• The exercise:
Pull out each line of the records below that contains the word "orange", and copy those lines without changes.

• Entries shown:
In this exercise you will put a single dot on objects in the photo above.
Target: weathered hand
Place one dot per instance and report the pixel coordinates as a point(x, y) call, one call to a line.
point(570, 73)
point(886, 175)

---

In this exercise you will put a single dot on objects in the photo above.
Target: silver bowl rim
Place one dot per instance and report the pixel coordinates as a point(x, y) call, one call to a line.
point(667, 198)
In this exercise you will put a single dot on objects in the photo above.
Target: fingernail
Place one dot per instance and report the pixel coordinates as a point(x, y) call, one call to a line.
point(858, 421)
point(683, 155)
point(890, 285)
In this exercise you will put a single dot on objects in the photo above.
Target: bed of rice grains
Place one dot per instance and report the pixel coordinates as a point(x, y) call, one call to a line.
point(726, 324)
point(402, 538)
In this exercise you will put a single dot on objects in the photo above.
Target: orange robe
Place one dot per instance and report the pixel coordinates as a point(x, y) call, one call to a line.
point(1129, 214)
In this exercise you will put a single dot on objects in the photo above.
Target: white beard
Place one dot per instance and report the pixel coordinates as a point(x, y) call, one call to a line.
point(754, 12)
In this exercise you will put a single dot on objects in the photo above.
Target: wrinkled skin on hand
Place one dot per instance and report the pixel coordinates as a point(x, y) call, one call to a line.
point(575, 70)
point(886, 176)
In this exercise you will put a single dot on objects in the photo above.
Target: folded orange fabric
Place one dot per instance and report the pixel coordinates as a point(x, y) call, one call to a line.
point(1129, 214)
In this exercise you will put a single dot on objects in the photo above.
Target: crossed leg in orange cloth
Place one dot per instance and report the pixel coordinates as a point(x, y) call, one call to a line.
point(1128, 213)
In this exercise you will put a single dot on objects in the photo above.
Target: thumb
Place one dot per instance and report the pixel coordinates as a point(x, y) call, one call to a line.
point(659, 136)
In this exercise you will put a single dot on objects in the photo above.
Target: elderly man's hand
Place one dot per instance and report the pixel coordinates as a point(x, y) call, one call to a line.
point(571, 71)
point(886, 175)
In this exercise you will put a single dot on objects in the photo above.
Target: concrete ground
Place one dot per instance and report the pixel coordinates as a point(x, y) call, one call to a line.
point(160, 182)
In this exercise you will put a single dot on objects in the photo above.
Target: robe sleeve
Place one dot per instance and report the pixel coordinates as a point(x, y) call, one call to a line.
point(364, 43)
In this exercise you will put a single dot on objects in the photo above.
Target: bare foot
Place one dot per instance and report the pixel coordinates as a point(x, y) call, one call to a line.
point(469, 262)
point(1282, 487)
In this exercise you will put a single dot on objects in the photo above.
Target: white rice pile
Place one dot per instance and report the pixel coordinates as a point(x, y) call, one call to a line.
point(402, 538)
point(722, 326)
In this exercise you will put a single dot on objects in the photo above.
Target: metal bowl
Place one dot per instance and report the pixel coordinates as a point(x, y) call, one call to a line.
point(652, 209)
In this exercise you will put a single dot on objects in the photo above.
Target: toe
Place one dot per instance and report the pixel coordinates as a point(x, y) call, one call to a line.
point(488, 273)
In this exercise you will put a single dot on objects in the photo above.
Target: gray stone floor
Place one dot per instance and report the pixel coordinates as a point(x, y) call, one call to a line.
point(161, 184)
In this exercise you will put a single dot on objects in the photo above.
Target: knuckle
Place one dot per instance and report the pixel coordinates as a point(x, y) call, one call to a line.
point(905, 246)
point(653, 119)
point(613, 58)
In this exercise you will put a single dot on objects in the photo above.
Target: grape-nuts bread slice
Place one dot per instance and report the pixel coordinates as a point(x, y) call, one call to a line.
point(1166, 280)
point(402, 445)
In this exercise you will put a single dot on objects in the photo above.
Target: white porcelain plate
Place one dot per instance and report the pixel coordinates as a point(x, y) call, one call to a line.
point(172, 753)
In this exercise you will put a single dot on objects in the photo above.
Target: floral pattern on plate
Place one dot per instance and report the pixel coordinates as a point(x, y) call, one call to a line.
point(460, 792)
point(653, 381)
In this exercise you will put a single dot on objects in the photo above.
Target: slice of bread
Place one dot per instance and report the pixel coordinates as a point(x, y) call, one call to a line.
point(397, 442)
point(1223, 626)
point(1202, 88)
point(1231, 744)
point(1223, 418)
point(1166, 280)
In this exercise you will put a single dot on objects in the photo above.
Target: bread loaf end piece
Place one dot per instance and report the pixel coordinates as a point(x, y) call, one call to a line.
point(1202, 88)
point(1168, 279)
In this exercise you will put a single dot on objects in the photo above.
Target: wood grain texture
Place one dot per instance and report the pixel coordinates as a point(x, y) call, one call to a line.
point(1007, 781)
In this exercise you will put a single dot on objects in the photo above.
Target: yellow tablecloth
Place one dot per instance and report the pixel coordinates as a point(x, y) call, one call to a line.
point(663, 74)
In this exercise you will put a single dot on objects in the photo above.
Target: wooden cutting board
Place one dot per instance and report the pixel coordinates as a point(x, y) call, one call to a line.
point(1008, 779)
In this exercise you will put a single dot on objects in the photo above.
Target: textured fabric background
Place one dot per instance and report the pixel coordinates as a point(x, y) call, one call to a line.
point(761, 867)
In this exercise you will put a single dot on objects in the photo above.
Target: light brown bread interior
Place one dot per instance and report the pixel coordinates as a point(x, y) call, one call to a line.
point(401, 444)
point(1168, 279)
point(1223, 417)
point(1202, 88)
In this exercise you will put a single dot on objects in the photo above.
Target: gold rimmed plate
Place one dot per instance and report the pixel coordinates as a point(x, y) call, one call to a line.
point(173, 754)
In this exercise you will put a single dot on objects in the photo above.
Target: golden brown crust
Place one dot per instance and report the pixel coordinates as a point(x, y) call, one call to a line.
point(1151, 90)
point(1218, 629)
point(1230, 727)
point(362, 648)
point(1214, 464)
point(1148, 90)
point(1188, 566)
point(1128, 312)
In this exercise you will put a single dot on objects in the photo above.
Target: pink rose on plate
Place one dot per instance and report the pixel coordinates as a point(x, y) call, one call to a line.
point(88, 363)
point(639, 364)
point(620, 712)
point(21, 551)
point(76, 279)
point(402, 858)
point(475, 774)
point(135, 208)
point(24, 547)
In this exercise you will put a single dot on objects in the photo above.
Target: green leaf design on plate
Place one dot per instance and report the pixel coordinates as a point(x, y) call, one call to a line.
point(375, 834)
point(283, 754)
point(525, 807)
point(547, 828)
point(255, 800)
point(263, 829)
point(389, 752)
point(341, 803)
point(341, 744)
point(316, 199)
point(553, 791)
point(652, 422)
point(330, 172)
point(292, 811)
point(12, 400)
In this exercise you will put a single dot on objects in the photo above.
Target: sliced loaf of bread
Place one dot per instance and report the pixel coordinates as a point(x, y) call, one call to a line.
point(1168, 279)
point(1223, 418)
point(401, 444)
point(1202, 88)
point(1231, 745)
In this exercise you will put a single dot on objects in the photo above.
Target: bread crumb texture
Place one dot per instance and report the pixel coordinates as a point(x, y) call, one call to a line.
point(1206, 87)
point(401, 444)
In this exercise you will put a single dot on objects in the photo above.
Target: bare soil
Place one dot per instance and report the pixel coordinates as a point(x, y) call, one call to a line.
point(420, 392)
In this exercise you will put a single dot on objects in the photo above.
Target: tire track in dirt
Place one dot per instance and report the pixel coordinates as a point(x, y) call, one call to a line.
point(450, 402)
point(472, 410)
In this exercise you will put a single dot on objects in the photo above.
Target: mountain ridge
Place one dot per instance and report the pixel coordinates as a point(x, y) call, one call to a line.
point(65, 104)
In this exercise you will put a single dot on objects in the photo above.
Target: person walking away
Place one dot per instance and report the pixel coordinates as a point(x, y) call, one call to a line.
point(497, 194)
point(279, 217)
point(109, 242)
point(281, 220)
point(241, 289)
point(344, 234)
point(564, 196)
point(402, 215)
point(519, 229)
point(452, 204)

* * *

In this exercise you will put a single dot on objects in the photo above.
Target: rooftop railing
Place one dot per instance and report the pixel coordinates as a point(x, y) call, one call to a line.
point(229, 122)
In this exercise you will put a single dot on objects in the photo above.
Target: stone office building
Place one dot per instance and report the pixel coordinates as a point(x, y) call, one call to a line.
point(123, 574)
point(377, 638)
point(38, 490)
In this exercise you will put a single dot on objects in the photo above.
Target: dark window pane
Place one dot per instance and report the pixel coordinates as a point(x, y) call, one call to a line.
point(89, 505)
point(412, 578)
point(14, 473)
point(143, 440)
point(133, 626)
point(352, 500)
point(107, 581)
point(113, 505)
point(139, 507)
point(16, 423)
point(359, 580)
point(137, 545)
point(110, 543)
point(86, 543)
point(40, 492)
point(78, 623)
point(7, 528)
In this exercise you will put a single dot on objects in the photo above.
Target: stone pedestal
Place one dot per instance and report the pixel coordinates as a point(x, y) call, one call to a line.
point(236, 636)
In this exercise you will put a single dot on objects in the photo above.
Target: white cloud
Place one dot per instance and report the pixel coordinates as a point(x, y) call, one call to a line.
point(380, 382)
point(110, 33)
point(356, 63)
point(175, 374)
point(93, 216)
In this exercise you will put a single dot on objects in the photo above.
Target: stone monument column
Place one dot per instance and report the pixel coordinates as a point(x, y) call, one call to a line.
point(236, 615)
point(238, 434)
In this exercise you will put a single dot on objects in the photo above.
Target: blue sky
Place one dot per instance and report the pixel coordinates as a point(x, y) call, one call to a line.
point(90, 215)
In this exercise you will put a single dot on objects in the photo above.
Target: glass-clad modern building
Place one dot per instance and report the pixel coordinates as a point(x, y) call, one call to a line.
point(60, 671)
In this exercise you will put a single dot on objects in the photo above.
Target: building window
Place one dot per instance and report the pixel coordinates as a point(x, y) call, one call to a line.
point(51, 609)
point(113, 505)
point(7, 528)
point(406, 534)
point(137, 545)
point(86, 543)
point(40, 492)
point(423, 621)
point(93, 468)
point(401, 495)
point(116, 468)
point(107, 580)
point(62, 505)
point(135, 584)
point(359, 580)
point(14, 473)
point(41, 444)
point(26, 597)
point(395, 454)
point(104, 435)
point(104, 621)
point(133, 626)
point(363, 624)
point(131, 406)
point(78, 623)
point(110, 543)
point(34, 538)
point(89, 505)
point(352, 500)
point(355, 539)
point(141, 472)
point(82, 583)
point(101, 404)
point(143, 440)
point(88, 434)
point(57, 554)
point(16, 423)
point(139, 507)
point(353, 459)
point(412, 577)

• Exercise output:
Target: orange robe
Target: folded orange fabric
Target: crossed leg in orange cloth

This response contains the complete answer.